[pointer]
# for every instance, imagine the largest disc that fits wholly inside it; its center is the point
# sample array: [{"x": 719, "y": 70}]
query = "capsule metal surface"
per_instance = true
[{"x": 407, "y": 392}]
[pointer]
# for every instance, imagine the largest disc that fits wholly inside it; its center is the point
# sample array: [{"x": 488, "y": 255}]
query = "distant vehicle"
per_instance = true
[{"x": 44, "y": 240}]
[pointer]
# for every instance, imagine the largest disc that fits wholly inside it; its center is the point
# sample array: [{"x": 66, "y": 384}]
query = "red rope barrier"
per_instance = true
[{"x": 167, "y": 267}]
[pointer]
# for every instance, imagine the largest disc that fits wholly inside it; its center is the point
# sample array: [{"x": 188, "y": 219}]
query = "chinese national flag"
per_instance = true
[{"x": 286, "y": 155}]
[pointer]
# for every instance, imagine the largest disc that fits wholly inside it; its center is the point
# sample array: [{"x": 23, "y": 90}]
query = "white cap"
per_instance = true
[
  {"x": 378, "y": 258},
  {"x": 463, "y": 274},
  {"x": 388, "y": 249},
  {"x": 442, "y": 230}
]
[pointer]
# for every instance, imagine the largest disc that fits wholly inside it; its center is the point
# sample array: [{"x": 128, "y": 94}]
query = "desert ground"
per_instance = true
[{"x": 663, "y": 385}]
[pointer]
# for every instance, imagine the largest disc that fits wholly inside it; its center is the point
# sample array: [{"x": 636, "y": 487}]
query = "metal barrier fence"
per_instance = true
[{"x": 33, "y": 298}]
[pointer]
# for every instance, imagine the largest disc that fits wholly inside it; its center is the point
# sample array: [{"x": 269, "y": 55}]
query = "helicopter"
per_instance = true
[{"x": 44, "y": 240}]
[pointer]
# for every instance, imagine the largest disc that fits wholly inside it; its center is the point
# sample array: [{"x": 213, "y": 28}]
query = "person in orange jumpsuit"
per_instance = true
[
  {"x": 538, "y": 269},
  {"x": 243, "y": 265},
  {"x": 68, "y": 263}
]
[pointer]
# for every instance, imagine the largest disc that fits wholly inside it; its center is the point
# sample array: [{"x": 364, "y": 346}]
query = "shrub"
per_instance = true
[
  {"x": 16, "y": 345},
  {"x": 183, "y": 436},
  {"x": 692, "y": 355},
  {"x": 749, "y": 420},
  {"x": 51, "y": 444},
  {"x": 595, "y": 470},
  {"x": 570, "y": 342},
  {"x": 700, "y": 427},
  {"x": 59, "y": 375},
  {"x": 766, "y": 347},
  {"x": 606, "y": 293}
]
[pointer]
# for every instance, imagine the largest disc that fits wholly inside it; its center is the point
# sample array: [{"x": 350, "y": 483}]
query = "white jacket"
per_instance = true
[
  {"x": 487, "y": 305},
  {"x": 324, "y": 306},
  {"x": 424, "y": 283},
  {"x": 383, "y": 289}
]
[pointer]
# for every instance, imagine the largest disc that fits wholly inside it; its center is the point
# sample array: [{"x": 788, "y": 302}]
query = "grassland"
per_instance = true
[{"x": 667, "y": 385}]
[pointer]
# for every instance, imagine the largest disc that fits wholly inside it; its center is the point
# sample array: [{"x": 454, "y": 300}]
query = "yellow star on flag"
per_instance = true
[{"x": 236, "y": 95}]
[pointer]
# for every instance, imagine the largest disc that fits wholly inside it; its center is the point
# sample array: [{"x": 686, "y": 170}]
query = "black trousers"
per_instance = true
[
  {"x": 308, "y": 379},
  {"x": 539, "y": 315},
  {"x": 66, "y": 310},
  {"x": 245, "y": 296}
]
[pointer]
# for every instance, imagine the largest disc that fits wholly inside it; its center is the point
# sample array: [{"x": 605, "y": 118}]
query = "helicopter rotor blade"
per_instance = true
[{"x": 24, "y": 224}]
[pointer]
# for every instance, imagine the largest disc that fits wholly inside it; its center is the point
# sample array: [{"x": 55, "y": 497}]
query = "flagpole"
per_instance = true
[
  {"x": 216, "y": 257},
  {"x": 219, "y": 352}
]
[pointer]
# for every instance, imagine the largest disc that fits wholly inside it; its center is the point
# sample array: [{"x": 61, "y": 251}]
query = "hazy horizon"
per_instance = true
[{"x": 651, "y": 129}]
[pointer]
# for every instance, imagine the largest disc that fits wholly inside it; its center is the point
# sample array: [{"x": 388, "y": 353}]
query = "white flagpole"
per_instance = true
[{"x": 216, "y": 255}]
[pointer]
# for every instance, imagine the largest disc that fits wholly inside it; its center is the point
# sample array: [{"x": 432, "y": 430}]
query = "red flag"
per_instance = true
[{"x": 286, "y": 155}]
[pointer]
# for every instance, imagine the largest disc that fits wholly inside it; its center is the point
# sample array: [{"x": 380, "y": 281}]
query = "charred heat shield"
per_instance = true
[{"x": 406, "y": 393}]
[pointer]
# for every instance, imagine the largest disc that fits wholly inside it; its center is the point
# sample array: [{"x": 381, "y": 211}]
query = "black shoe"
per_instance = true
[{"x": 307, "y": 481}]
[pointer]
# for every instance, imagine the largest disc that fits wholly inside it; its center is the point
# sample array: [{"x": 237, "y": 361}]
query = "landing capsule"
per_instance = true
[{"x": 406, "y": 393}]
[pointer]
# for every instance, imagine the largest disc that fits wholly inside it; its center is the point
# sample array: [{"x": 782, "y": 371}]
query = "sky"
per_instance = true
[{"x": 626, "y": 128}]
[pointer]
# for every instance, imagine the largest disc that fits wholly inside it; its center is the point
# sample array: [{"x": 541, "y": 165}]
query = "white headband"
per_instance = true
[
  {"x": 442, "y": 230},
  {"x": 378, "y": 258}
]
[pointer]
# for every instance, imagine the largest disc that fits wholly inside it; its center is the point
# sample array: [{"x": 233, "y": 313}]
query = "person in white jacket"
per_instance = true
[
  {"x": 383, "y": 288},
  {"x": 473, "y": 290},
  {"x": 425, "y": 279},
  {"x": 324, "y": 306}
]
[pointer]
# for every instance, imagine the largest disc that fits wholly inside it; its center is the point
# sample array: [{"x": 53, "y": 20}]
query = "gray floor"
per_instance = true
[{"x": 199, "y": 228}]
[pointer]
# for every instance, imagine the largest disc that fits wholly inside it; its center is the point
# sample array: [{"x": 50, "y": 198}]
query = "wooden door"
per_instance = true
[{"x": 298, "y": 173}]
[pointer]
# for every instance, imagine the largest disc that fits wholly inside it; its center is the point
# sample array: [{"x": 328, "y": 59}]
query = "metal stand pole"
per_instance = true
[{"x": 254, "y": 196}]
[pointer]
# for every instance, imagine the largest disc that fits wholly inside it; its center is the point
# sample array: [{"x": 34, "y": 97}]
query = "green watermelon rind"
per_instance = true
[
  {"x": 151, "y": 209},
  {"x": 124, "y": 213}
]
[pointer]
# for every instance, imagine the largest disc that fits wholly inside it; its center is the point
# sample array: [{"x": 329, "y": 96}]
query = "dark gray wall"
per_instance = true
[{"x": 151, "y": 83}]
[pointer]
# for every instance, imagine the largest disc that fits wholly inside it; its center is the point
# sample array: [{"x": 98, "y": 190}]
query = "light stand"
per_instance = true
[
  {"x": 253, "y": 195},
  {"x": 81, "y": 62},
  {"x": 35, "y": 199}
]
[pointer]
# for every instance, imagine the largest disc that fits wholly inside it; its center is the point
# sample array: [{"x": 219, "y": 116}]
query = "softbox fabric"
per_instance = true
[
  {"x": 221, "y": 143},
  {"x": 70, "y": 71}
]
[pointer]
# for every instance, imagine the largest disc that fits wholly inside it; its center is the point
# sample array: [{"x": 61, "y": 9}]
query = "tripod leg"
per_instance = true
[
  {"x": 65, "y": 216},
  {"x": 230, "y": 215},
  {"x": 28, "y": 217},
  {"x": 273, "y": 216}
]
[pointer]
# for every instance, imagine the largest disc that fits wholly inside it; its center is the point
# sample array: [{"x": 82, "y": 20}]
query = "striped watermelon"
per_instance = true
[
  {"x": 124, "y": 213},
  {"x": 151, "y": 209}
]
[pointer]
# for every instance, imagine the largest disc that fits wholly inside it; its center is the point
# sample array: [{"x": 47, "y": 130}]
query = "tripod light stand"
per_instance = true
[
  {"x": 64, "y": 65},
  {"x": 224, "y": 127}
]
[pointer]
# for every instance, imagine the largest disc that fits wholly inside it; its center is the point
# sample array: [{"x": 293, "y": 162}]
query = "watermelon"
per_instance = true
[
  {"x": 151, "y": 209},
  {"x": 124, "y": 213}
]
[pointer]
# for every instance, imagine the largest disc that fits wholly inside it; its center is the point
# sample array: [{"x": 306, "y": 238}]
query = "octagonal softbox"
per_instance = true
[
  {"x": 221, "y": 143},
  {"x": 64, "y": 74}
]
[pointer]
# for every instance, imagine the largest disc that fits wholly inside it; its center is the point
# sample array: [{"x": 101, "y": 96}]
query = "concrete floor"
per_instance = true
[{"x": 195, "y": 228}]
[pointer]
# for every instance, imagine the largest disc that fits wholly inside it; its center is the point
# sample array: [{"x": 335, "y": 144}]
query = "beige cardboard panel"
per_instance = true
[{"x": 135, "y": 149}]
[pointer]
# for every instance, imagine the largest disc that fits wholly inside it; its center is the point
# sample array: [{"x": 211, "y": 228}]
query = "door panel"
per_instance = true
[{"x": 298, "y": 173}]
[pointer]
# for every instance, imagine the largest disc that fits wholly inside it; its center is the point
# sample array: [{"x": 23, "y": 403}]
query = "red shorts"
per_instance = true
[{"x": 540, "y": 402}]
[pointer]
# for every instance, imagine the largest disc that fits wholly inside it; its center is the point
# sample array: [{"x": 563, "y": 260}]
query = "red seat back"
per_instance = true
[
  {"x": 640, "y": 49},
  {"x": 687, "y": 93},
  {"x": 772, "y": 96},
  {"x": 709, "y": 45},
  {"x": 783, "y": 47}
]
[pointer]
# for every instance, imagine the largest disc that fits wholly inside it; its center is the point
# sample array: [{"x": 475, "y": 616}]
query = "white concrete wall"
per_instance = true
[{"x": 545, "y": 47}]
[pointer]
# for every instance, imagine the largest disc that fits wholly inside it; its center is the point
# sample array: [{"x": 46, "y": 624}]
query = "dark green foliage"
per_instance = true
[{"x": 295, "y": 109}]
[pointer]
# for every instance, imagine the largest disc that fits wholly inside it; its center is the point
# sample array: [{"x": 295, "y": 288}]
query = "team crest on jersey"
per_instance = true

──────────────────────────────

Goal:
Pick out each line in the listing above that contains the string "tripod", matching case exactly, and copy those lines.

Full answer:
query = "tripod leg"
query = "tripod light stand"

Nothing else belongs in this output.